-- start of Available data --

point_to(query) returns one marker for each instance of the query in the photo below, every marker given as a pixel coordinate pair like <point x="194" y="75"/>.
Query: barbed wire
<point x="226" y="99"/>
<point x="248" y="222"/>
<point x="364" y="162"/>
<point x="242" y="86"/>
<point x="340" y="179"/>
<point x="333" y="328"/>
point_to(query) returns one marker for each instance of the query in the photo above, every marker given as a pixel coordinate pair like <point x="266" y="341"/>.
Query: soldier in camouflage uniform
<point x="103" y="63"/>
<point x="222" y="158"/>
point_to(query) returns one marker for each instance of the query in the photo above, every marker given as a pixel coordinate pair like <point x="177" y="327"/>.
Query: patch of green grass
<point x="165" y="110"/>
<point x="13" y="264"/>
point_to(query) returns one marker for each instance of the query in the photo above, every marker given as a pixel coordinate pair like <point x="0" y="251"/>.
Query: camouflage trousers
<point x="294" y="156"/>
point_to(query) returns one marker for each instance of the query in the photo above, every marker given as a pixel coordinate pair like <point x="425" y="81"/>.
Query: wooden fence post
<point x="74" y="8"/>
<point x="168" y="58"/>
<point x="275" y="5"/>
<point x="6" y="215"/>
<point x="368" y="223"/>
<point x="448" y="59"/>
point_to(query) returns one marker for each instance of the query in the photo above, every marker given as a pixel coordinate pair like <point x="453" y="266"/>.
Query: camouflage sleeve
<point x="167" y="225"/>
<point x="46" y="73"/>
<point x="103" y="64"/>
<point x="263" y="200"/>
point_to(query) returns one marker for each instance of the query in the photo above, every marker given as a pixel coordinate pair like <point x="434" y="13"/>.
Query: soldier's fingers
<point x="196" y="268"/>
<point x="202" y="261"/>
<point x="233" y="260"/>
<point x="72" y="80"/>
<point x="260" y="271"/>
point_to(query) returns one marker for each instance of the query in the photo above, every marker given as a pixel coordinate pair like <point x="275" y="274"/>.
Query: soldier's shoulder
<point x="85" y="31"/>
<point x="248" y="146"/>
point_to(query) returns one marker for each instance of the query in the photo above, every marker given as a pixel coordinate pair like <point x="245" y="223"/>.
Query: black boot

-- end of Available data --

**Requirement:**
Copy the material above verbatim.

**Result for this exercise:**
point_to(query) returns one marker for each instance of the query in the photo below, every marker given as a pixel coordinate pair like <point x="194" y="75"/>.
Query: barbed wire
<point x="226" y="99"/>
<point x="248" y="222"/>
<point x="364" y="162"/>
<point x="242" y="86"/>
<point x="340" y="179"/>
<point x="333" y="328"/>
point_to(query) returns one marker for each instance of the query in the photo above, every marker given as a pixel coordinate pair like <point x="266" y="341"/>.
Query: soldier in camouflage uniform
<point x="103" y="63"/>
<point x="222" y="158"/>
point_to(query) returns one marker for each instance of the query in the photo above, every marker given as a pixel coordinate pair like <point x="177" y="327"/>.
Query: patch of green grass
<point x="165" y="110"/>
<point x="13" y="264"/>
point_to(query) returns one marker for each instance of the query in the photo above, every marker given as a pixel coordinate pair like <point x="0" y="251"/>.
Query: camouflage trousers
<point x="294" y="156"/>
point_to(query) returns one marker for each instance of the query in the photo above, every marker given as a pixel coordinate pair like <point x="425" y="81"/>.
Query: wooden fence post
<point x="74" y="8"/>
<point x="168" y="58"/>
<point x="275" y="5"/>
<point x="6" y="215"/>
<point x="368" y="223"/>
<point x="448" y="59"/>
point_to(query) returns one marker for each instance of the query in the photo above, every marker given as a pixel coordinate pair like <point x="453" y="266"/>.
Query: camouflage sleeve
<point x="167" y="225"/>
<point x="46" y="73"/>
<point x="103" y="64"/>
<point x="263" y="200"/>
point_to(query) returns one marker for each instance of the query in the photo above, every marker given as a pixel coordinate pair like <point x="434" y="13"/>.
Query: soldier's fingers
<point x="196" y="268"/>
<point x="202" y="261"/>
<point x="233" y="260"/>
<point x="72" y="80"/>
<point x="260" y="271"/>
point_to(query) returns one marker for each instance of the query in the photo above, every marker given as a pixel coordinate pair like <point x="275" y="274"/>.
Query: soldier's shoulder
<point x="85" y="31"/>
<point x="248" y="146"/>
point_to(query) returns one marker for each instance of the query in the photo above, every marker given as a pixel coordinate pair like <point x="245" y="223"/>.
Query: black boot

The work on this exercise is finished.